▸ **List of tasks**
A. Answer these questions from the article on Our World in Data's coronavirus charts below, one answer a line, marked to match:
(i) Which school is Our World in Data from?
(ii) In the chart of total confirmed Covid-19 cases, what does the date reflect?
(iii) In the chart of trajectories, what is each country's starting point?
B. Extend the article on Our World in Data's coronavirus charts below, picking up after its final sentence.

▸ **Quoted passage**
(Abbildung: © Kurzgesagt, via Our World in Data)
The media focuses on events. The news of print and television are all about moments and not able to show how our world changes, how trends change. However, trends are essential, especially with the spreading coronavirus pandemic. We all want to know when we can meet in person again, when work and leisure no longer need to be restricted.
The excellent stats-website Our World in Data from the Oxford Martin School focuses on slow but long-lasting developments. Their mission: to make data and research on the world’s largest problems understandable and accessible. And so it is no surprise that Our World in Data provides very helpful info graphics on the corona crisis. And they are well designed. And free. Some of them are interactive, are updated on a daily basis and can even be embedded, which I have done below.
1. Total confirmed Covid-19 cases
The following visualisation shows the number of total confirmed cases (in absolute numbers) and daily new confirmed cases for all countries that report their figures. The chart is interactive. The data is shown as the worldwide figures by default but can be explored by country: just click on ⊕ Add Country within the chart. The date here reflects to the date of reporting, not necessarily the confirmed case figures on that given day.
2. Total confirmed Covid-19 deaths
Here’s a similar visualisation like above, showing the number of total confirmed deaths absolute numbers). Also this chart is interactive and can be explored by country: just click on ⊕ Add Country within the chart.
3. Trajectories since the 100th confirmed case
The next chart answers questions like: Did the number of confirmed cases rise faster in China, Italy, South Korea, or the US? The starting point for each country is the day that particular country had reached 100 confirmed cases. The grey lines show trajectories for a doubling time of 2 days and a doubling time of 3 days. Countries that follow a steeper rise have seen a doubling time faster than that.

Stored items
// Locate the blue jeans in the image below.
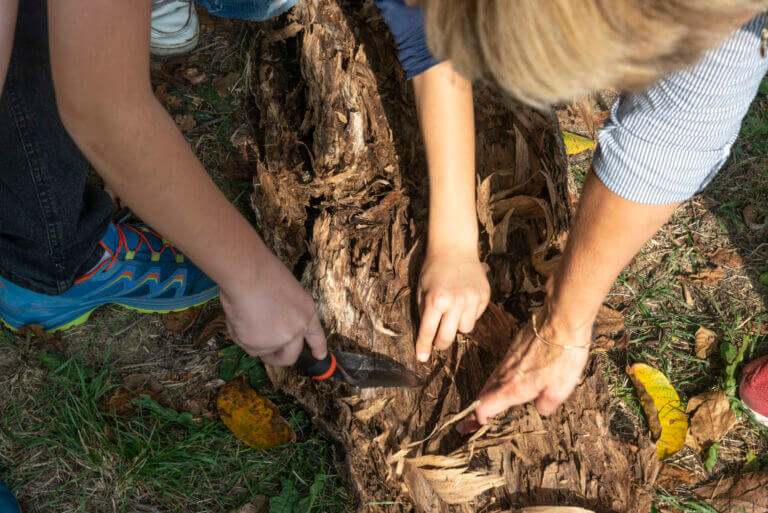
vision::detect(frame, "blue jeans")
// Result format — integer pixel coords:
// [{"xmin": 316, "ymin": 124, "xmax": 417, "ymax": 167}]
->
[
  {"xmin": 0, "ymin": 0, "xmax": 298, "ymax": 295},
  {"xmin": 0, "ymin": 483, "xmax": 21, "ymax": 513},
  {"xmin": 0, "ymin": 0, "xmax": 113, "ymax": 295}
]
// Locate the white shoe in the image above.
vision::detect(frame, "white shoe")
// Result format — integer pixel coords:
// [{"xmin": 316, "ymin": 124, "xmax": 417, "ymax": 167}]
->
[{"xmin": 149, "ymin": 0, "xmax": 200, "ymax": 56}]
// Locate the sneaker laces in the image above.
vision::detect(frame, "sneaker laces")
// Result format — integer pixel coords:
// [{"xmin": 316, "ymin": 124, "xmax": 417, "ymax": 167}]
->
[{"xmin": 75, "ymin": 223, "xmax": 179, "ymax": 284}]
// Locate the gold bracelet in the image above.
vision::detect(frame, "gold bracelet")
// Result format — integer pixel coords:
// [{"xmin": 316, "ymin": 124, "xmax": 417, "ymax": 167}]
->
[{"xmin": 531, "ymin": 314, "xmax": 592, "ymax": 349}]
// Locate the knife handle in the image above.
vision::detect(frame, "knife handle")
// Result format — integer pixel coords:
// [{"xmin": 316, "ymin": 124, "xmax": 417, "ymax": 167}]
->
[{"xmin": 296, "ymin": 342, "xmax": 339, "ymax": 381}]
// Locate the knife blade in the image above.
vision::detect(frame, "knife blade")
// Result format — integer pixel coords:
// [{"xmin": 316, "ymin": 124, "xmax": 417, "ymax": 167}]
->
[{"xmin": 296, "ymin": 342, "xmax": 422, "ymax": 388}]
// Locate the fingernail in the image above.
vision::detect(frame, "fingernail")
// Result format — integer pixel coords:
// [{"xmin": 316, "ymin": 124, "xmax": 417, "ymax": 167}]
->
[{"xmin": 456, "ymin": 419, "xmax": 480, "ymax": 435}]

▸ **Answers for the exercise**
A.
(i) The Oxford Martin School.
(ii) The date of reporting.
(iii) The day that country reached 100 confirmed cases.

B.
This visualisation is also interactive, so make sure to play with the region selector in the upper right corner.
4. Healthcare capacity: Medical doctors, beds
To respond to the pandemic, the capacity of the healthcare system if of great importance. The following two maps show the number of medical doctors and hospital beds relative to the size of each country’s population.
5. The current case fatality rate of Covid-19
The case fatality rate (CFR) can help us understand more about the severity of the disease, and how best to respond. There is no single figure of CFR for any particular disease, because CFR varies by location, and is changing over time.
The following chart shows the CFR for countries which have more than 100 confirmed cases, because CFR is a particularly poor metric to understand mortality risk with a small sample size. We see this if we look at the trajectory of cases and deaths in Iran: on February 24th it had 2 confirmed cases and 2 deaths, which would have a CFR of 100%. With time its CFR begins to fall as the number of confirmed cases increases, but it’s not until it reaches hundreds of cases that the CFR falls below 20%.